● **The task**
Please reproduce all entries word for word and omit their pictures.
Data for review START
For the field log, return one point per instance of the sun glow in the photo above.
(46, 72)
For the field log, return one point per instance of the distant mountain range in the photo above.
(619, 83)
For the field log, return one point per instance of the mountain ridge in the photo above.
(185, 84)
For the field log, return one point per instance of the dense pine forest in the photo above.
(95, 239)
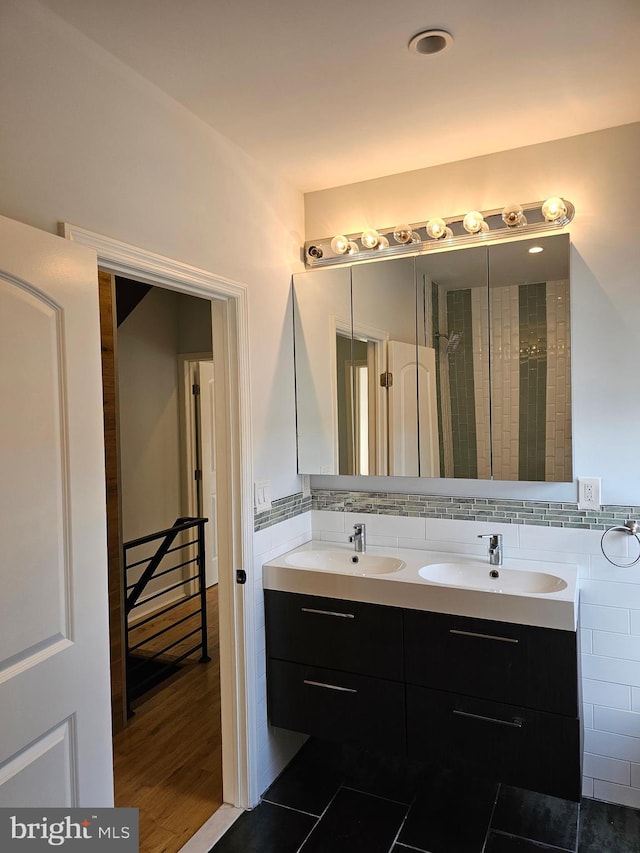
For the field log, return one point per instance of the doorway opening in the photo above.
(168, 752)
(237, 636)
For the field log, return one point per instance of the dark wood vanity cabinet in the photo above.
(496, 699)
(500, 700)
(335, 669)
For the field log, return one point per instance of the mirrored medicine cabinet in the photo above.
(446, 364)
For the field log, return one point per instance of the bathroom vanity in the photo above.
(373, 653)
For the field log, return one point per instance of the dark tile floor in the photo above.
(339, 799)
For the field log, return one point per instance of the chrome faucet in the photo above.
(495, 547)
(359, 538)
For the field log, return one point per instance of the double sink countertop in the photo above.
(527, 592)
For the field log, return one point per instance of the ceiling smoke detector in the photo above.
(429, 42)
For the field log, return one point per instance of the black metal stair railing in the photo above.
(147, 665)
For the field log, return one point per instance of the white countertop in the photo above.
(405, 588)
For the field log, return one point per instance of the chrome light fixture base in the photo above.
(319, 253)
Data for review END
● **Task output**
For the field log, return one point per instance of the sun glow in the photo above.
(46, 72)
For the field log, return one point per instance of the distant mountain range in the photo above.
(619, 83)
For the field log, return one point per instance of the mountain ridge in the photo above.
(185, 84)
For the field log, return one point per instance of the dense pine forest in the photo above.
(95, 239)
For the field log, return one point per instance of the doorway opening in the photo above.
(168, 752)
(237, 636)
For the field log, return one point per instance of the dark wood vanity cabinet in the photo above.
(496, 699)
(500, 700)
(335, 669)
For the field log, return one point per instance of the mirrored medicine cabinet in the photo above.
(446, 364)
For the field log, return one point per instance of the bathroom vanity in the photo above.
(373, 653)
For the field log, return one point per instance of the dark tile floor in the photo above.
(339, 799)
For the field log, return one point per instance of the chrome faucet in the photo above.
(495, 547)
(359, 538)
For the field log, return one point per instance of the double sink countertop in the photo above.
(527, 592)
For the field log, return one point per instance of the ceiling smoke detector in the photo above.
(429, 42)
For the field log, return one point per instance of the black metal stair railing in the photo above.
(147, 665)
For the field log, return one point per instance of the white countertop in the photo above.
(405, 588)
For the field log, return one point per instance of the chrome light fixture base in the photo above.
(319, 253)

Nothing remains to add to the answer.